So you're definitely doing research into relationships.


----------



## Noll (Mar 29, 2011)

ISFP, INFJ and INFP does sound pretty great. i'm very much an INFP myself. these descriptions feel very stereotyping though, not the best really. it's true about me romanticizing relationships (and not actually pursuing them) though (that mixed with my typical Enneagram-type-4-extreme-clinginess = not good), and being idealistic.


----------



## starsonfire (May 28, 2013)

ESFP - The Performer or ENFP - The Inspirer, I guess. I'm ISTJ myself, opposites attract.


----------



## To22 (Apr 6, 2012)

Where is the "No freaking clue" option?


----------



## Arkiasis (Jun 29, 2013)

IXFX


----------



## scarpia (Nov 23, 2009)

Which one of those personalities has bigger tits?


----------



## CinnamonDelight (Jul 1, 2013)

ENTP because they are sweet and cool at the same time


----------



## arnie (Jan 24, 2012)

The Coolest said:


> Where is the "No freaking clue" option?


Try reading my guide in the first post.


----------



## To22 (Apr 6, 2012)

I generally prefer the intuitives, our cognitive preferences allows me to flow in conversation more naturally. I haven't dated an intuitive before though...I'm just presuming based off of what I see on the internet.

I love how INTPs and INFJs tend to express themselves, but I'm really curious to get some idea of how ENTJ women behave. There are very few examples of the ENTJ female on youtube. The ENFP has also peaked my interest, they seem to be brilliant (from my samples) but retain the outward behavior of me as a child, which to me, represents a level of strength.

> [Tasks to complete]:
1. Summarize the forum thread in two sentences.
2. Extract the part of the forum thread that begins at the words "ISFP, INFJ and" and stops after "(May 28, 2013)".

> [Data supplied]:
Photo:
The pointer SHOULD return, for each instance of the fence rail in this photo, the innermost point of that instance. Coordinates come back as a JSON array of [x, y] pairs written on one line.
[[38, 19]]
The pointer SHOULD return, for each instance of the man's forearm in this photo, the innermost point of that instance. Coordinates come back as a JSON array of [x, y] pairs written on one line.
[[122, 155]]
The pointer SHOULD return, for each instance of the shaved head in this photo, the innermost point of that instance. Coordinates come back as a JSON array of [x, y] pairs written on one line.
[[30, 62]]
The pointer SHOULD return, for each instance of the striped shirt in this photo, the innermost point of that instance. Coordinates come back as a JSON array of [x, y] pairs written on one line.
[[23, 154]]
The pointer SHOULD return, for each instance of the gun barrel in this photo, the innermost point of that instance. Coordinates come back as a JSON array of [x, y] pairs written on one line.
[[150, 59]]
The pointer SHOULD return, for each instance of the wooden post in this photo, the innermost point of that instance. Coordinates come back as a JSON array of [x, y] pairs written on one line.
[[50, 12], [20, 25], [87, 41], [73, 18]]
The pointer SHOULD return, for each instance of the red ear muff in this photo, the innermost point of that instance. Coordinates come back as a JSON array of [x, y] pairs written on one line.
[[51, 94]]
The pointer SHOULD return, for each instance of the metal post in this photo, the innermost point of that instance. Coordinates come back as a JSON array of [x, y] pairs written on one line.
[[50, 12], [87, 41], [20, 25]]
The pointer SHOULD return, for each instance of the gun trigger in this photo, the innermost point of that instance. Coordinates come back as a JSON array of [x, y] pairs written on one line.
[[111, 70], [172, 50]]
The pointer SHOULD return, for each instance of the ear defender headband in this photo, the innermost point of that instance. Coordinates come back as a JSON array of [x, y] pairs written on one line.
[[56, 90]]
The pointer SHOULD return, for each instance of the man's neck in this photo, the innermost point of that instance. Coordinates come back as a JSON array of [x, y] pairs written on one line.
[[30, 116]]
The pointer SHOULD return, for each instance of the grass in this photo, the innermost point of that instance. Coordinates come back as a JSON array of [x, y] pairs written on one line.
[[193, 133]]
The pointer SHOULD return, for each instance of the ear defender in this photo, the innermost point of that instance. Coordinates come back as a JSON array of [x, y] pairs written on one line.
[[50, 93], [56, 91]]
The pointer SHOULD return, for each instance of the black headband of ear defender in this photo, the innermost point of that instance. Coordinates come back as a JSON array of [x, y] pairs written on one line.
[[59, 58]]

> [Answers to the exercise]:
1. Posters name the personality types that appeal to them, including ISFP, INFJ, INFP, ESFP, ENFP, ENTP and IXFX, and one notes that opposites attract. An INFP poster calls the type descriptions stereotyping, and another poster prefers intuitives for easier conversation and is curious how ENTJ women behave.

2.
ISFP, INFJ and INFP does sound pretty great. i'm very much an INFP myself. these descriptions feel very stereotyping though, not the best really. it's true about me romanticizing relationships (and not actually pursuing them) though (that mixed with my typical Enneagram-type-4-extreme-clinginess = not good), and being idealistic.


----------



## starsonfire (May 28, 2013)